* RECORDS SUPPLIED
· · · · ·
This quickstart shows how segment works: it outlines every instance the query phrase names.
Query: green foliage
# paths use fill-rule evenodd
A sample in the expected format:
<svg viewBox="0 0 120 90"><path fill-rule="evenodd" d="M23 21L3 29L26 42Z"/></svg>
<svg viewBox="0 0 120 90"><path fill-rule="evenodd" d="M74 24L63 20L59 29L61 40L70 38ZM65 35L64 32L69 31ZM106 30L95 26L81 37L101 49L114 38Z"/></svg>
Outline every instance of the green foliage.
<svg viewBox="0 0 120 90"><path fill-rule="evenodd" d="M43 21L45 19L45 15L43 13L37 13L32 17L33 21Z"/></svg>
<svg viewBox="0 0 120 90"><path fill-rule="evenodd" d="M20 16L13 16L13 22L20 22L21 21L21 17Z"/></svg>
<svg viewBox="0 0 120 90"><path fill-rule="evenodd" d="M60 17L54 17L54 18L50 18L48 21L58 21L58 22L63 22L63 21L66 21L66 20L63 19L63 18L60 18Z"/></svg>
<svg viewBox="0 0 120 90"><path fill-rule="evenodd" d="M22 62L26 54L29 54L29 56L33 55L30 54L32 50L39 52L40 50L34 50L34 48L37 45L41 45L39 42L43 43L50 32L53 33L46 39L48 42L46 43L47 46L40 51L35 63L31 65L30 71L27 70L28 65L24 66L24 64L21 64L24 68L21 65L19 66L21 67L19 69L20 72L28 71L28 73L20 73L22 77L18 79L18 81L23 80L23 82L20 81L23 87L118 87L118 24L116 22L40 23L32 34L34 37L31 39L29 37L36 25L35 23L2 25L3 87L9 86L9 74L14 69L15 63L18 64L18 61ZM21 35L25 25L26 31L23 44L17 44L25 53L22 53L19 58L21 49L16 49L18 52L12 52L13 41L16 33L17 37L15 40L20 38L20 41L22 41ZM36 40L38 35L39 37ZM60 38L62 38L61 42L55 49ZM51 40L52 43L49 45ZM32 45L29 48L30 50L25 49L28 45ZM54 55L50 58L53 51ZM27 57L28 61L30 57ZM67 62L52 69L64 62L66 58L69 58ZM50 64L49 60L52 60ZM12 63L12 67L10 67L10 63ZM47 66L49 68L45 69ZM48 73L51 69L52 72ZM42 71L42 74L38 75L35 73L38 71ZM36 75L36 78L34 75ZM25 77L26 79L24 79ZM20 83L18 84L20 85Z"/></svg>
· · · · ·
* TASK DESCRIPTION
Pull out each line in the records above that contains the word "foliage", and copy those lines with no changes.

* FINISHED ANSWER
Query: green foliage
Outline every instance of the green foliage.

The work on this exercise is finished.